> **AIM**: Reproduce each line exactly, including spacing and punctuation.

> **SUPPLIED DATA**:
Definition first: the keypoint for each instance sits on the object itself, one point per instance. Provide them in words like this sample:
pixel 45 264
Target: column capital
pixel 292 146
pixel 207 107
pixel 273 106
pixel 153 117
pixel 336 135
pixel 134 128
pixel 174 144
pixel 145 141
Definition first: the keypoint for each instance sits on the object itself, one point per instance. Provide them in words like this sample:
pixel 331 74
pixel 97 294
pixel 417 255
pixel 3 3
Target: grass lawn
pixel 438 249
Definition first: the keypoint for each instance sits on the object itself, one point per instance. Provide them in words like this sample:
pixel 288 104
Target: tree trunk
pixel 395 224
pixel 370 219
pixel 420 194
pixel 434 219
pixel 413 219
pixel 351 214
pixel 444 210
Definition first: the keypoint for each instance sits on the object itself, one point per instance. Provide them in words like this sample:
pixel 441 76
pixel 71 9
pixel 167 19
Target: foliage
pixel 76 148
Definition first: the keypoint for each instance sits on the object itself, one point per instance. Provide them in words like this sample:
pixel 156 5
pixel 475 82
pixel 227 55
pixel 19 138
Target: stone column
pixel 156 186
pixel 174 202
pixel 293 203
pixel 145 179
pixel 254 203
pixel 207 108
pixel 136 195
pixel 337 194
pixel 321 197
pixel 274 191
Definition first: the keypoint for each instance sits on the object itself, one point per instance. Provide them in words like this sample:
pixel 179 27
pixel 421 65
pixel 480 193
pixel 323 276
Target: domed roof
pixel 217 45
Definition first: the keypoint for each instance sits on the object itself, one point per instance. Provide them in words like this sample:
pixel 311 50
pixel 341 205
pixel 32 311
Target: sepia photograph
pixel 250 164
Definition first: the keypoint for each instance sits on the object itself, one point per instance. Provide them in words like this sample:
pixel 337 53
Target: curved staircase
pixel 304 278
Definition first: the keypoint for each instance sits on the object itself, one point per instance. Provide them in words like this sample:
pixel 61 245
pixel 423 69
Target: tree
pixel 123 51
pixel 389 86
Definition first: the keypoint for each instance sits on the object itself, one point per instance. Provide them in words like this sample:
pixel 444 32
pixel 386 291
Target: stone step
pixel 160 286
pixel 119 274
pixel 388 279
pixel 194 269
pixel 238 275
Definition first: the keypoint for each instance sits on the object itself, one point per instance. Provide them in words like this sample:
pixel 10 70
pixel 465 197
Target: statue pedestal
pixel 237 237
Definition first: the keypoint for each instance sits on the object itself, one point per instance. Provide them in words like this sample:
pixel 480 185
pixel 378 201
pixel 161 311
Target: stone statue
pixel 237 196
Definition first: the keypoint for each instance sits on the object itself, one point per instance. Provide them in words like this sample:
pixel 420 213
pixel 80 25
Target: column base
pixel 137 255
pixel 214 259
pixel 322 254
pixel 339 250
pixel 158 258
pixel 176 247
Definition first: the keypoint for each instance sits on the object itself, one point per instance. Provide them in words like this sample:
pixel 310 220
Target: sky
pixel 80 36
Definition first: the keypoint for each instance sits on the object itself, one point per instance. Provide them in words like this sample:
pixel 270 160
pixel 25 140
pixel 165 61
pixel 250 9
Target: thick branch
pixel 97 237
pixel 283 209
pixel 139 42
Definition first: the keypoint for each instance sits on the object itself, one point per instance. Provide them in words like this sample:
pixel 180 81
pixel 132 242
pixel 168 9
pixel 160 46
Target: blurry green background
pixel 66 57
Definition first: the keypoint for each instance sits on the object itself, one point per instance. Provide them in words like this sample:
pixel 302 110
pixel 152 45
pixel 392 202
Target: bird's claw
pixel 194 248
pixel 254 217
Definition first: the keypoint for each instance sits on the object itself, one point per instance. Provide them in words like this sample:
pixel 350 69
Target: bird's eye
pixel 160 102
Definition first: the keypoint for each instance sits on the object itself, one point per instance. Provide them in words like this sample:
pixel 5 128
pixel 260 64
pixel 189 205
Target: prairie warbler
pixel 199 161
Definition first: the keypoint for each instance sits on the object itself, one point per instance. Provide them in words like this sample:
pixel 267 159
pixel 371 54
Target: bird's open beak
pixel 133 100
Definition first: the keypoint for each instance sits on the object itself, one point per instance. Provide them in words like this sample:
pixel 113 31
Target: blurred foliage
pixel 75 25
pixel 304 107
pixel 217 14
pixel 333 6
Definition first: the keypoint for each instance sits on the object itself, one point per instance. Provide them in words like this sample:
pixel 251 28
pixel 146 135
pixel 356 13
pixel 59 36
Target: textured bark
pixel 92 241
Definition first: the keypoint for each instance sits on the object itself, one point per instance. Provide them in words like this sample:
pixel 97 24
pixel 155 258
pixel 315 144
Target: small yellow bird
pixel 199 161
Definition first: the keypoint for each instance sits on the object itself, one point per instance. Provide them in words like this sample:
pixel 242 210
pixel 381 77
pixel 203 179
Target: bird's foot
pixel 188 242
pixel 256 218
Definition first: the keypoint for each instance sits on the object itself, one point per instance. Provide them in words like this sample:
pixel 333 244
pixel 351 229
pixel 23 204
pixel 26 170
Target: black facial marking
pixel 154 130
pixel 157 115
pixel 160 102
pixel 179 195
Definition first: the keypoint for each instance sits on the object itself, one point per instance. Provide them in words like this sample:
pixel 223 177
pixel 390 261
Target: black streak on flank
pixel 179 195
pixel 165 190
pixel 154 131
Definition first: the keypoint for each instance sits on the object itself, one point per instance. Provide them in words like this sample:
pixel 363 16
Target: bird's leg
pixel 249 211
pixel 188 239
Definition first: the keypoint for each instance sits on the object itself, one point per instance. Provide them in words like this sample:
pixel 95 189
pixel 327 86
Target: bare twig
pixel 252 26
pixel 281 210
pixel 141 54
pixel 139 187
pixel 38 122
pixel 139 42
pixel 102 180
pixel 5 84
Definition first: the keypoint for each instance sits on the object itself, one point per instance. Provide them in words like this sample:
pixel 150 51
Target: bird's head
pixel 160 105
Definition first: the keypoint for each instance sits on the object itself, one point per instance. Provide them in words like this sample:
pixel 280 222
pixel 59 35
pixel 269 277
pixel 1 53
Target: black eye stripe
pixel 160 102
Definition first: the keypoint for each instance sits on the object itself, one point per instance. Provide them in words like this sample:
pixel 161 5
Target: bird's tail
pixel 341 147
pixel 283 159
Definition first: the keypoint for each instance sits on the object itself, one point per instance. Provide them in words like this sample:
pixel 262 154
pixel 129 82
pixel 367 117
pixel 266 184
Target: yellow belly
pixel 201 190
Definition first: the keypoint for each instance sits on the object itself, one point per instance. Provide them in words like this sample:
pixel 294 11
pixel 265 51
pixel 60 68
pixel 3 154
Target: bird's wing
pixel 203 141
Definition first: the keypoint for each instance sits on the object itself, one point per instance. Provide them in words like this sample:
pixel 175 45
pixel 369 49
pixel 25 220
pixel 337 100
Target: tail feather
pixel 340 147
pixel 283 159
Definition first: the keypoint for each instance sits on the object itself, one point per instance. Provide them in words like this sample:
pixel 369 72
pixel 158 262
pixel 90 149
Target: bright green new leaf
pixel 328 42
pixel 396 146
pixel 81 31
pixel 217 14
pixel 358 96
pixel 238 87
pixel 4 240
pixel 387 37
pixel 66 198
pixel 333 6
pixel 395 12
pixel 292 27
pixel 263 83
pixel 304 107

> **REPLY**:
Definition first: the keypoint for each instance sits on the object itself, one point per instance. Provide them in words like this sample:
pixel 45 264
Target: column capital
pixel 292 146
pixel 207 107
pixel 273 106
pixel 153 117
pixel 336 135
pixel 134 128
pixel 174 144
pixel 145 141
Definition first: the keypoint for each instance sits on the object itself, one point per instance. Provide them in words like this sample:
pixel 331 74
pixel 97 294
pixel 417 255
pixel 3 3
Target: grass lawn
pixel 438 249
Definition first: the keypoint for each instance sits on the object itself, one point per instance. Provide them in words like this sample:
pixel 288 104
Target: tree trunk
pixel 395 224
pixel 370 219
pixel 420 194
pixel 434 219
pixel 413 219
pixel 351 214
pixel 444 210
Definition first: the keypoint for each instance sits on the object itself, one point per instance. Provide them in words like this sample:
pixel 441 76
pixel 71 9
pixel 167 19
Target: foliage
pixel 76 148
Definition first: the keypoint for each instance sits on the object itself, one point per instance. Provide them in words like this sample:
pixel 156 5
pixel 475 82
pixel 227 55
pixel 19 138
Target: stone column
pixel 156 186
pixel 174 202
pixel 293 203
pixel 145 179
pixel 254 203
pixel 207 108
pixel 136 195
pixel 337 194
pixel 321 197
pixel 274 191
Definition first: the keypoint for each instance sits on the object itself, one point per instance. Provide them in words like this sample:
pixel 179 27
pixel 421 65
pixel 480 193
pixel 323 276
Target: domed roof
pixel 217 45
Definition first: the keypoint for each instance sits on the object itself, one point per instance. Provide them in words like this sample:
pixel 311 50
pixel 341 205
pixel 32 311
Target: sepia photograph
pixel 250 164
Definition first: the keypoint for each instance sits on the object itself, one point per instance. Provide them in words like this sample:
pixel 337 53
Target: curved staircase
pixel 304 278
Definition first: the keypoint for each instance sits on the object itself, one point per instance. Provide them in words like this sample:
pixel 61 245
pixel 423 69
Target: tree
pixel 123 51
pixel 389 86
Definition first: the keypoint for each instance sits on the object itself, one point per instance. Provide them in words like this sample:
pixel 444 32
pixel 386 291
Target: stone step
pixel 160 286
pixel 119 274
pixel 388 279
pixel 194 269
pixel 238 275
Definition first: the keypoint for each instance sits on the object itself, one point per instance. Provide them in words like this sample:
pixel 10 70
pixel 465 197
Target: statue pedestal
pixel 237 237
Definition first: the keypoint for each instance sits on the object itself, one point per instance. Provide them in words like this sample:
pixel 480 185
pixel 378 201
pixel 161 311
Target: stone statue
pixel 237 196
Definition first: the keypoint for each instance sits on the object itself, one point per instance. Provide them in words like this sample:
pixel 420 213
pixel 80 25
Target: column base
pixel 137 255
pixel 214 259
pixel 322 254
pixel 339 250
pixel 158 258
pixel 176 247
Definition first: the keypoint for each instance sits on the object itself, one point per instance. Provide them in words like this sample:
pixel 310 220
Target: sky
pixel 80 36
Definition first: the keypoint for each instance sits on the object itself, one point per instance. Provide them in words like this sample:
pixel 270 160
pixel 25 140
pixel 165 61
pixel 250 9
Target: thick branch
pixel 97 237
pixel 283 209
pixel 139 42
Definition first: the keypoint for each instance sits on the object itself, one point per instance. Provide them in words like this sample:
pixel 180 81
pixel 132 242
pixel 168 9
pixel 160 46
Target: blurry green background
pixel 66 57
Definition first: the keypoint for each instance sits on the object itself, one point per instance. Provide them in words like this sample:
pixel 302 110
pixel 152 45
pixel 392 202
Target: bird's claw
pixel 194 248
pixel 254 217
Definition first: the keypoint for each instance sits on the object itself, one point per instance. Provide them in words like this sample:
pixel 350 69
Target: bird's eye
pixel 160 102
Definition first: the keypoint for each instance sits on the object itself, one point per instance. Provide them in words like this sample:
pixel 5 128
pixel 260 64
pixel 189 205
Target: prairie warbler
pixel 199 161
Definition first: the keypoint for each instance sits on the object itself, one point per instance. Provide them in words like this sample:
pixel 267 159
pixel 371 54
Target: bird's open beak
pixel 133 100
Definition first: the keypoint for each instance sits on the object itself, one point per instance. Provide them in words like this sample:
pixel 113 31
Target: blurred foliage
pixel 75 25
pixel 304 107
pixel 217 14
pixel 333 6
Definition first: the keypoint for each instance sits on the object itself, one point per instance. Provide them in words like this sample:
pixel 251 28
pixel 146 135
pixel 356 13
pixel 59 36
Target: textured bark
pixel 92 241
Definition first: the keypoint for each instance sits on the object itself, one point per instance. Provide them in words like this sample:
pixel 97 24
pixel 155 258
pixel 315 144
Target: small yellow bird
pixel 199 161
Definition first: the keypoint for each instance sits on the object itself, one point per instance. Provide them in words like this sample:
pixel 242 210
pixel 381 77
pixel 203 179
Target: bird's foot
pixel 188 242
pixel 256 218
Definition first: the keypoint for each instance sits on the object itself, one point per instance. Provide them in words like this sample:
pixel 333 244
pixel 351 229
pixel 23 204
pixel 26 170
Target: black facial marking
pixel 154 130
pixel 157 115
pixel 160 102
pixel 179 195
Definition first: the keypoint for each instance sits on the object itself, one point per instance. Provide them in words like this sample:
pixel 223 177
pixel 390 261
Target: black streak on flank
pixel 179 195
pixel 165 190
pixel 154 131
Definition first: the keypoint for each instance sits on the object itself, one point per instance. Provide them in words like this sample:
pixel 363 16
Target: bird's leg
pixel 249 211
pixel 188 239
Definition first: the keypoint for each instance sits on the object itself, one point per instance. Provide them in words like this sample:
pixel 95 189
pixel 327 86
Target: bare twig
pixel 252 26
pixel 281 210
pixel 141 54
pixel 139 187
pixel 38 122
pixel 139 42
pixel 102 180
pixel 5 84
Definition first: the keypoint for each instance sits on the object itself, one point per instance. Provide them in words like this sample:
pixel 150 51
Target: bird's head
pixel 160 105
Definition first: the keypoint for each instance sits on the object itself, one point per instance. Provide them in words like this sample:
pixel 280 222
pixel 59 35
pixel 269 277
pixel 1 53
Target: black eye stripe
pixel 160 102
Definition first: the keypoint for each instance sits on the object itself, one point per instance. Provide them in words like this sample:
pixel 161 5
Target: bird's tail
pixel 341 147
pixel 283 159
Definition first: the keypoint for each instance sits on the object itself, one point per instance. Provide them in words like this sample:
pixel 262 154
pixel 129 82
pixel 367 117
pixel 266 184
Target: yellow belly
pixel 201 190
Definition first: the keypoint for each instance sits on the object itself, one point per instance. Provide them in words like this sample:
pixel 294 11
pixel 265 51
pixel 60 68
pixel 3 154
Target: bird's wing
pixel 203 141
Definition first: the keypoint for each instance sits on the object itself, one point per instance. Provide them in words like this sample:
pixel 175 45
pixel 369 49
pixel 25 220
pixel 337 100
Target: tail feather
pixel 340 147
pixel 283 159
Definition first: the keypoint for each instance sits on the object itself, one point per instance. Provide them in words like this sample:
pixel 369 72
pixel 158 262
pixel 90 149
Target: bright green new leaf
pixel 328 42
pixel 396 146
pixel 81 31
pixel 217 14
pixel 358 96
pixel 238 87
pixel 4 240
pixel 387 37
pixel 66 198
pixel 333 6
pixel 395 12
pixel 292 27
pixel 263 83
pixel 304 107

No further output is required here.